Theater Review by Samuel L. Leiter . . . .
It’s a pleasure to report that, with Amid Falling Walls (Tsvishn Falndike Vent), the venerable National Yiddish Theatre Folksbiene yet again demonstrates why it remains one of New York’s most treasured theatrical resources. This captivating show, nearly all of it in Yiddish, will have you wiping away tears with one hand and clapping your knee with the other, even if you don’t know a brokhe from a bris.
A worthy addition to the company’s distinguished list of attractions at the Museum of Jewish Heritage’s Edmond J. Safra Hall, it follows, most recently, their Yiddish-language revival of Fiddler on the Roof and Barry Manilow and Bruce Sussman’s Harmony. The first moved uptown to a major Off-Broadway rendering, while the second, about a partly Jewish group of entertainers oppressed by the Nazis, is now ensconced in Broadway’s Ethel Barrymore Theatre.
Although Amid Falling Walls is more modest in scale, it’s nonetheless on the same level of professional polish and gripping audience interest. And, like Harmony, it makes a bitingly topical contribution to the ever-growing library of Holocaust-related art by introducing significant, well-researched material, hitherto little known to most theatergoers.
Amid Falling Walls is an 80-minute, intermissionless musical revue co-curated by Zalmen Mlotek, the Folksbiene’s brilliant music director, and Avram Mlotek, with ear-pleasing arrangements by the former and a scrupulously succinct script by the latter. The imaginative direction is by Matthew “Motl” Didner and the expressive choreography is by Tamar Rogoff.
Eight superb performers—Jacob Ben-Shmuel, Yael Eden Chanukov, Abby Goldfarb, Eli Mayer, Daniella Rabbani, Steven Skybell, Mikhl Yashinsky, and Rachel Zatkoff—sing and dance the songs. Skybell, who played Tevye in the company’s Fiddler on the Roof, is the best known, and, true to form, he sings his glorious heart out, but each cast member gets to shine in their own Jewish starlight.

— TASK OBJECTIVE —
Please reproduce the theater review from "Eight superb performers—Jacob" up to and including "own Jewish starlight.". Work from the theater review alone.

— ENTRIES PROVIDED —

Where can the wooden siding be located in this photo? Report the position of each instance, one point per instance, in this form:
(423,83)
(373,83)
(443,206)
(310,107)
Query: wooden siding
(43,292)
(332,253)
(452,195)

— TASK ANSWER —
Eight superb performers—Jacob Ben-Shmuel, Yael Eden Chanukov, Abby Goldfarb, Eli Mayer, Daniella Rabbani, Steven Skybell, Mikhl Yashinsky, and Rachel Zatkoff—sing and dance the songs. Skybell, who played Tevye in the company’s Fiddler on the Roof, is the best known, and, true to form, he sings his glorious heart out, but each cast member gets to shine in their own Jewish starlight.